Do this | Return the whole listing, keeping every character the same.

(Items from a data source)
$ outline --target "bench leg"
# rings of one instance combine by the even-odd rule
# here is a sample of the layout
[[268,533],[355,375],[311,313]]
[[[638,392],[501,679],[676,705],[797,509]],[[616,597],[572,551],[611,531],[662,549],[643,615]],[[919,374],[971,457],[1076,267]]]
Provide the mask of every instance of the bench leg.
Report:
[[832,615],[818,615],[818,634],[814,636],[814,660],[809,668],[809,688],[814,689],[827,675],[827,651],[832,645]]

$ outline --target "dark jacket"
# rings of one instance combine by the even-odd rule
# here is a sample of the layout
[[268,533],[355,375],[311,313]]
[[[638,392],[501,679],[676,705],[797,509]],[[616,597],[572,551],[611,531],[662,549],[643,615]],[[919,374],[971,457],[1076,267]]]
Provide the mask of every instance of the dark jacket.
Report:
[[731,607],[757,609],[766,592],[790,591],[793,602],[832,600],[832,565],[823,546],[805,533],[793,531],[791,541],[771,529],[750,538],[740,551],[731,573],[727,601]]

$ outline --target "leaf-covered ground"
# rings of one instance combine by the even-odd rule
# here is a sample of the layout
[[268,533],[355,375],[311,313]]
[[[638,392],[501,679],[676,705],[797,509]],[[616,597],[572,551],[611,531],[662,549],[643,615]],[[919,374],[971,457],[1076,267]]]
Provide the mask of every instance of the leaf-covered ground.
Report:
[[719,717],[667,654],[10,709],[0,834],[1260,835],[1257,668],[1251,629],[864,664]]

Written solution |
$ outline --target "bench leg"
# rings of one instance combine by the even-odd rule
# here is a sample of the layout
[[268,533],[355,375],[311,313]]
[[[638,392],[501,679],[676,705],[797,509]],[[616,597],[572,551],[611,531],[662,549],[643,615]],[[919,374],[971,457],[1076,267]]]
Provide the mask of every instance of the bench leg.
Report:
[[832,615],[818,615],[818,634],[814,636],[814,660],[809,668],[809,688],[814,689],[827,675],[827,651],[832,645]]

$ outline --target "dark jacket"
# rings of one instance combine by the even-odd rule
# here is a sample of the layout
[[268,533],[355,375],[311,313]]
[[[638,392],[501,679],[676,705],[797,509]],[[616,597],[572,551],[611,531],[662,549],[643,615]],[[919,374],[971,457],[1076,267]]]
Provide the mask of every instance of the dark jacket.
Report:
[[731,607],[757,609],[766,592],[790,591],[793,602],[832,600],[832,565],[823,546],[805,533],[793,531],[791,541],[771,529],[750,538],[740,551],[731,573],[727,601]]

$ outline --target "leaf-covered ground"
# rings of one instance combine by the even-odd rule
# here is a sample of the layout
[[268,533],[355,375],[311,313]]
[[[638,392],[501,679],[676,705],[797,509]],[[616,597],[572,551],[611,531],[662,549],[643,615]],[[919,374],[971,457],[1076,267]]]
Provide the mask of every instance of the leaf-covered ground.
Report:
[[719,717],[667,654],[10,709],[0,834],[1260,835],[1257,668],[1251,629],[864,664]]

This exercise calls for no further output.